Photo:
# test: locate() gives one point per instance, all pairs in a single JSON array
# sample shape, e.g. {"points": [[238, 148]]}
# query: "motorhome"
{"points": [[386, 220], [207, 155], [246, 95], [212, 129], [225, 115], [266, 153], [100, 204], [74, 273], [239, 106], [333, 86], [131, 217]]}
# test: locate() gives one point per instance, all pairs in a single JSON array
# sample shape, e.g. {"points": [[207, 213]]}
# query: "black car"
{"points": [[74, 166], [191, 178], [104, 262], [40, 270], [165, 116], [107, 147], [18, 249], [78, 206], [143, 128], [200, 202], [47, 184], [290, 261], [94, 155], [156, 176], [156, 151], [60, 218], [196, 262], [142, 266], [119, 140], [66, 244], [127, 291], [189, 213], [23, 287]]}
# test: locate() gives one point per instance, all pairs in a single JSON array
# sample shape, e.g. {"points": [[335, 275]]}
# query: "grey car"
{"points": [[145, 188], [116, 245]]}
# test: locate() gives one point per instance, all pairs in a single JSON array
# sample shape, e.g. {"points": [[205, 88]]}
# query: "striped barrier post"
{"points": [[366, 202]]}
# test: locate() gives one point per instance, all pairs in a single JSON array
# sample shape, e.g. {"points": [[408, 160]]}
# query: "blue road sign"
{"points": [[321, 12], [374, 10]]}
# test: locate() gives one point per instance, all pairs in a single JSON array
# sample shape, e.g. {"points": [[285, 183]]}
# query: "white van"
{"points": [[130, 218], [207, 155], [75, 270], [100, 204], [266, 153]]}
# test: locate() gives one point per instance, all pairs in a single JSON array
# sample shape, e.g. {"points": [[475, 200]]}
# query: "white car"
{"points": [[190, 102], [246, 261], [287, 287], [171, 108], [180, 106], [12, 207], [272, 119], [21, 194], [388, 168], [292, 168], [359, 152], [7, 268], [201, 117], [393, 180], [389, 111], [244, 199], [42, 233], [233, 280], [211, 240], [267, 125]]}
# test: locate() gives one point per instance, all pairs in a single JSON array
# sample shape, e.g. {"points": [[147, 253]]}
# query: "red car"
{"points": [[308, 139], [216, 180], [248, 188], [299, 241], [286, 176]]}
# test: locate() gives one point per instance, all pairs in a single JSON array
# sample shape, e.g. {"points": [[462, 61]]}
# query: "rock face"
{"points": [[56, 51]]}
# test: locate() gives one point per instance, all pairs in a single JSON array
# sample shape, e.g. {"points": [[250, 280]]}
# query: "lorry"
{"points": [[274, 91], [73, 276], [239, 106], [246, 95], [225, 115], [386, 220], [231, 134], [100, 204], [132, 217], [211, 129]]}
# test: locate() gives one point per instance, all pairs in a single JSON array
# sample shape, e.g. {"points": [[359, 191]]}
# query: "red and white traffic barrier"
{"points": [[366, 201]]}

□ □ □

Written instruction: Every line of the material must be returned exactly as it appears.

Problem solution:
Photo:
# test: locate() gives one point per instance, all pairs in a single JSON array
# sample shape, e.g. {"points": [[238, 148]]}
# query: "motorhome"
{"points": [[386, 220], [207, 155], [246, 95], [212, 129], [225, 115], [266, 153], [100, 204], [74, 273], [239, 106], [333, 86], [131, 217]]}
# test: locate() gives one point per instance, all pairs in a single JSON array
# sample shape, e.g. {"points": [[207, 213]]}
# query: "black car"
{"points": [[74, 166], [191, 178], [104, 262], [40, 270], [165, 116], [107, 147], [18, 249], [78, 206], [143, 128], [200, 202], [47, 184], [290, 261], [94, 155], [156, 176], [156, 151], [60, 218], [196, 262], [142, 266], [119, 140], [66, 244], [127, 291], [189, 213], [23, 287]]}
# test: locate() gives one point per instance, all pairs in a single JSON array
# sample shape, e.g. {"points": [[335, 275]]}
# query: "grey car"
{"points": [[145, 188], [116, 245]]}
# test: locate() gives one point per instance, all pairs in a single JSON array
# sample shape, e.g. {"points": [[205, 88]]}
# query: "striped barrier post"
{"points": [[366, 202]]}
# test: locate() gives one point per instance, all pairs in a single JSON array
# sample shape, e.g. {"points": [[408, 160]]}
# query: "blue road sign"
{"points": [[321, 12], [374, 10]]}
# test: locate() gives one point per instance, all pairs in a single JSON array
# sample shape, e.g. {"points": [[285, 183]]}
# query: "white van"
{"points": [[130, 218], [207, 155], [75, 270], [100, 204], [266, 153]]}
# test: locate() gives one point per instance, all pairs in a single JSON array
# sample shape, e.g. {"points": [[475, 200]]}
# query: "white car"
{"points": [[190, 102], [246, 261], [287, 287], [171, 108], [180, 106], [12, 207], [272, 119], [21, 194], [388, 168], [292, 168], [359, 152], [7, 268], [201, 117], [393, 180], [389, 111], [244, 199], [42, 233], [233, 280], [211, 240], [267, 125]]}
# test: locate() gives one point per instance, all pairs in a single JSON array
# sample shape, e.g. {"points": [[147, 253]]}
# query: "red car"
{"points": [[308, 139], [216, 180], [248, 188], [299, 241], [286, 176]]}
# test: locate() gives one point per instance, all pairs in a single JSON array
# sample shape, e.g. {"points": [[462, 61]]}
# query: "rock face"
{"points": [[56, 51]]}
# test: locate() gives one point per instance, all pairs in a single JSON array
# sample shape, e.g. {"points": [[250, 280]]}
# query: "lorry"
{"points": [[274, 91], [73, 276], [239, 106], [246, 95], [225, 115], [386, 220], [231, 134], [100, 204], [132, 217], [211, 129]]}
# test: locate() gives one point per instance, all pairs in a single JSON array
# sample shape, e.g. {"points": [[359, 191]]}
# query: "red and white traffic barrier"
{"points": [[366, 201]]}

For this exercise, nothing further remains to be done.